• _Kutipan Teks_
╭──

MENGHALALKAN SERTIFIKAT HALAL
OpiniHalal dan Thayib Terkategori Urusan Rakyat yang Butuh Peran Negara dalam Mewujudkannya
Di Negara dengan Sistem Hidup Kapitalisme Sekuler Liberal, Halal Haram atas Produk Makanan Menjadi demikian Sulit
Penulis : Agus Susanti
Aktivis Dakwah Serdang Bedagai
kuntumcahaya.blogspot.com -
Biar kerjaku begini
biar gajiku segini
Yang penting halal untukmu yang kuberi
Pedih ya memang pedih
Letih jangan ditanya lagi
Yang penting halal untukmu yang kuberi
Secuil lirik lagu yang dipopulerkan oleh grup band Wali ini patutnya dijadikan pelajaran. Ya, begitulah seharusnya kewajiban bagi pemimpin keluarga, memastikan apa yang diberikan untuk keluarganya sesuatu yang halal.
Begitupun seharusnya bagi pemimpin negara, memastikan apa-apa yang dibutuhkan rakyatnya terjamin kehalalannya. Apalagi dalam urusan makanan, minuman serta obat-obatan dan sebagainya. Kehalalan tersebut bukanlah sekadar memberikan label haram/halal.
Memberikan tarif pada para pelaku usaha maupun perusahaan yang ingin mendaftarkan produknya agar mendapat sertifikat halal adalah bukti tidak bertanggungjawabnya pemerintah atas hak-hak rakyat Indonesia yang mayoritas muslim. Seperti dilansir dari website resmi Kemenag, kemenag.go.id, bahwa Kementerian Agama terhitung 1 Desember 2021 mulai memberlakukan tarif layanan Badan Layanan Umum (BLU) Badan Penyelenggara Jaminan Produk Halal (BPJPH).
Aturan ini tertuang dalam Keputusan Kepala BPJPH Nomor 141 Tahun 2021 tentang Penetapan Tarif Layanan BLU BPJPH dan Peraturan BPJPH Nomor 1 Tahun 2021 tentang Tata Cara Pembayaran Tarif Layanan BLU BPJPH.
"Diterbitkannya Peraturan Tarif Layanan Badan Layanan Umum BPJPH tersebut selanjutnya wajib dipedomani dalam setiap aktivitas layanan yang dilaksanakan oleh BLU BPJPH," ungkap Kepala BPJPH Kemenag, Muhammad Aqil Irham, di Jakarta, Rabu (16/3/2021).

╰──

• _Tugas Latihan a_
Tulis ulang baris-baris data, mulai dari awal hingga baris yang memuat "[[563, 773]]", sebagai CSV dua kolom bernama tugas dan jawaban, dengan satu baris CSV untuk tiap teks beserta jawabannya. Apit setiap isian dengan tanda kutip, ganti jeda baris dengan spasi, dan jangan sertakan gambar.

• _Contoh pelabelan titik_
╭──

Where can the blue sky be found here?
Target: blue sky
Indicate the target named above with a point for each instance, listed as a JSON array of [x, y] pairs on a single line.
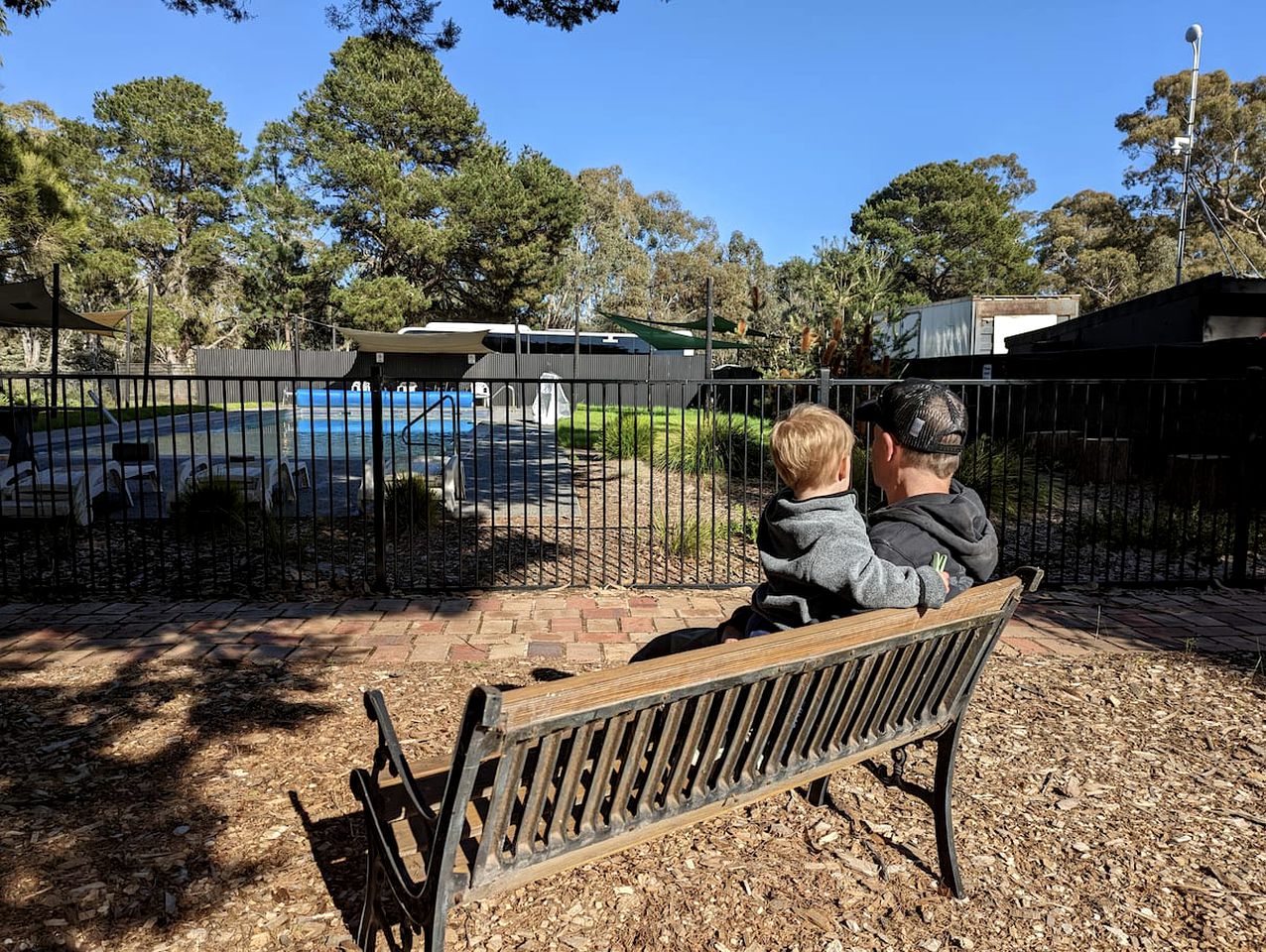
[[776, 118]]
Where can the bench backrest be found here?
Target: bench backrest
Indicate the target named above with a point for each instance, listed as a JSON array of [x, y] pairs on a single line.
[[563, 773]]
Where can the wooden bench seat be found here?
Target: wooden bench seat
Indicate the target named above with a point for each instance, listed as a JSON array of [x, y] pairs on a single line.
[[559, 774]]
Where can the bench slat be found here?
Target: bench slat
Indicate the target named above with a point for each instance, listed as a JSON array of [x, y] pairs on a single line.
[[559, 774], [618, 687]]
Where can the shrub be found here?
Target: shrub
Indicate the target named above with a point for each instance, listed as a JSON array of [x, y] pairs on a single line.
[[689, 538], [209, 507], [993, 468], [746, 527], [411, 503]]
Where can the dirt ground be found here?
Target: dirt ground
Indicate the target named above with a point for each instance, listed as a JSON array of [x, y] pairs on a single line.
[[1100, 803]]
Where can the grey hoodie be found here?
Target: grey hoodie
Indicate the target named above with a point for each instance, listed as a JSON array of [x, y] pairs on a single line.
[[820, 563], [953, 522]]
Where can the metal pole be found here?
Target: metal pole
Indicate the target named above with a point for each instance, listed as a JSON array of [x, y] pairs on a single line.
[[380, 516], [707, 334], [1250, 452], [56, 327], [1193, 37], [127, 356], [295, 333], [574, 356], [150, 344]]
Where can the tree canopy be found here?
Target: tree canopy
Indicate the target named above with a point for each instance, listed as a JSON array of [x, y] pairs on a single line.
[[1228, 163], [437, 219], [953, 228], [412, 19]]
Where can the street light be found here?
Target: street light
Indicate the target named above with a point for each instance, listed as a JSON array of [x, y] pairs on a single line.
[[1183, 145]]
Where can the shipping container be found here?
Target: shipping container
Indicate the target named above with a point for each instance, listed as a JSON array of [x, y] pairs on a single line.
[[978, 324]]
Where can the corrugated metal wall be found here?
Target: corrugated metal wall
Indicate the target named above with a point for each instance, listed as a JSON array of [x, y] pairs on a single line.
[[669, 375], [237, 367]]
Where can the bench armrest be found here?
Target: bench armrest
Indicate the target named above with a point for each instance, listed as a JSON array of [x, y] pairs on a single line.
[[389, 754], [1032, 577]]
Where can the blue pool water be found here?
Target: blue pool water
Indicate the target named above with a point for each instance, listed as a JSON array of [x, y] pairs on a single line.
[[326, 431], [393, 401]]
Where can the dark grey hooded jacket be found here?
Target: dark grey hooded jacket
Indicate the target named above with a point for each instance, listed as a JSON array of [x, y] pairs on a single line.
[[953, 522], [820, 563]]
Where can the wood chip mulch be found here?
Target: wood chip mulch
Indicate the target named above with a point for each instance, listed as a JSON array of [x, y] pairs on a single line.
[[1104, 803]]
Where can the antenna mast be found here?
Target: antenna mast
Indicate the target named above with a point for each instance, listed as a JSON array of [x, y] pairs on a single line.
[[1183, 143]]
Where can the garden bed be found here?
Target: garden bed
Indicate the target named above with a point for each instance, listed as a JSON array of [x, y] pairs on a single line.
[[1113, 801]]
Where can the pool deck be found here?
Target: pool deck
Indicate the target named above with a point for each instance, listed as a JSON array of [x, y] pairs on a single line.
[[603, 626]]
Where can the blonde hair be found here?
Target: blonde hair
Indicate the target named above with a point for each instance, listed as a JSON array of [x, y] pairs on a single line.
[[808, 444]]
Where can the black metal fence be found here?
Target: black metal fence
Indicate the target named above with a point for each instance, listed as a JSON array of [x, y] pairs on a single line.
[[316, 489]]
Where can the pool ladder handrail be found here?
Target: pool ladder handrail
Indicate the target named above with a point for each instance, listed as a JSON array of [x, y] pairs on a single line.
[[439, 403]]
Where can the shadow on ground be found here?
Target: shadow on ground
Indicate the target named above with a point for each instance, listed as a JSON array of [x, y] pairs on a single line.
[[106, 824]]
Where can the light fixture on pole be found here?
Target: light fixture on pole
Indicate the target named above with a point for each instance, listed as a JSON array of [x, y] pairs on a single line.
[[1183, 145]]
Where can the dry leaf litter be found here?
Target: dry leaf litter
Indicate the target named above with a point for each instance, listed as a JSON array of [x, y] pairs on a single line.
[[1099, 804]]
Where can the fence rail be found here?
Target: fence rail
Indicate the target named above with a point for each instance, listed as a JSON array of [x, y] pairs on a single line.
[[321, 486]]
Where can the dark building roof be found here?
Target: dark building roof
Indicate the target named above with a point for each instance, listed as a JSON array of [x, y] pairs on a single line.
[[1213, 307]]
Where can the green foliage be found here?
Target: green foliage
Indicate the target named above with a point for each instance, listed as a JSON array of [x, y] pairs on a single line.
[[1091, 245], [160, 169], [646, 256], [41, 219], [679, 440], [409, 19], [953, 228], [285, 269], [1228, 165], [687, 538], [837, 310], [436, 219], [209, 507], [411, 504], [1196, 528], [746, 527], [993, 468]]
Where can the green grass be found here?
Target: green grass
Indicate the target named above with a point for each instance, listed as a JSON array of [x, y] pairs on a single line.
[[209, 508], [688, 538], [411, 504], [696, 442], [993, 468]]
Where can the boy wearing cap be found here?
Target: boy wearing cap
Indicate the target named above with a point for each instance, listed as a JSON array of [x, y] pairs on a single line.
[[817, 558], [918, 430]]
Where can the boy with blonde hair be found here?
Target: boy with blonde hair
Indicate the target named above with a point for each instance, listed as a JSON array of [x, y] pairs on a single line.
[[817, 557]]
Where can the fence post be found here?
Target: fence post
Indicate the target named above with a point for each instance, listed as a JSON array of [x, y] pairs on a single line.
[[380, 521], [1253, 394]]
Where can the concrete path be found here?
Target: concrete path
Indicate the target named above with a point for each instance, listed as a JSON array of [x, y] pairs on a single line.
[[588, 627]]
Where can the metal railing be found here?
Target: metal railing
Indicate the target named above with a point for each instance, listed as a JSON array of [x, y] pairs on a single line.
[[316, 489]]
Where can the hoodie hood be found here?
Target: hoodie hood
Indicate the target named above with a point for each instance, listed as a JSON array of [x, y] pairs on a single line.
[[794, 526], [956, 521]]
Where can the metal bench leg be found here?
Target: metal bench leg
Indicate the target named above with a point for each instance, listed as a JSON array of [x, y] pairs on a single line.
[[368, 929], [436, 923], [948, 747], [817, 791]]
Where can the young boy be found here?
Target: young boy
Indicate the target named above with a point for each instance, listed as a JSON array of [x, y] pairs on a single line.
[[817, 557]]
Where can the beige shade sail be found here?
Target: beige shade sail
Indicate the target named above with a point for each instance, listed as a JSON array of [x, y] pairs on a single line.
[[27, 304], [426, 342]]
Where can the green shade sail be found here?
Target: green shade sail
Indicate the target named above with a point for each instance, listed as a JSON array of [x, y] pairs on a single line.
[[670, 341]]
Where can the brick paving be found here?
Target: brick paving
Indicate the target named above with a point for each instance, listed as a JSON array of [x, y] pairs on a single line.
[[574, 626]]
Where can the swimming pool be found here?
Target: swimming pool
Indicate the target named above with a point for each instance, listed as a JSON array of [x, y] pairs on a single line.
[[393, 401]]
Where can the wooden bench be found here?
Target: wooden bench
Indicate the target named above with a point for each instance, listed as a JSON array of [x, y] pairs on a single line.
[[559, 774]]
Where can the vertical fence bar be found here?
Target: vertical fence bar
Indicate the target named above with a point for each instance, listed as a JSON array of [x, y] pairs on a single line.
[[1246, 494], [380, 526]]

╰──

• _Tugas Latihan b_
Tampilkan lagi bagian teks tentang sertifikat halal dari "Memberikan tarif pada" sampai "Produk Halal (BPJPH).", dengan mengganti "pemerintah" menjadi "negara".

• _Hasil Lengkap a_
tugas,jawaban
"Where can the blue sky be found here? Target: blue sky Indicate the target named above with a point for each instance, listed as a JSON array of [x, y] pairs on a single line.","[[776, 118]]"
"Where can the bench backrest be found here? Target: bench backrest Indicate the target named above with a point for each instance, listed as a JSON array of [x, y] pairs on a single line.","[[563, 773]]"

• _Hasil Lengkap b_
Memberikan tarif pada para pelaku usaha maupun perusahaan yang ingin mendaftarkan produknya agar mendapat sertifikat halal adalah bukti tidak bertanggungjawabnya negara atas hak-hak rakyat Indonesia yang mayoritas muslim. Seperti dilansir dari website resmi Kemenag, kemenag.go.id, bahwa Kementerian Agama terhitung 1 Desember 2021 mulai memberlakukan tarif layanan Badan Layanan Umum (BLU) Badan Penyelenggara Jaminan Produk Halal (BPJPH).